Would you transcribe all of the data exactly, down to the last character?

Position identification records
┄┄┄┄┄┄

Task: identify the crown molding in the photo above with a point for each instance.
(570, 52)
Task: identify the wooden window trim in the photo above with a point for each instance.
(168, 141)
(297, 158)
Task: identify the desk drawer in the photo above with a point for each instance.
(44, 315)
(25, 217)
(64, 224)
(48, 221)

┄┄┄┄┄┄

_REPLY_:
Task: identify the crown molding in the photo above with a point for each instance.
(570, 52)
Task: identify the wooden window trim in the photo above with a point for each instance.
(168, 141)
(297, 158)
Task: identify the desk drawer in the photo above with a point for each instance.
(44, 315)
(25, 217)
(64, 224)
(48, 221)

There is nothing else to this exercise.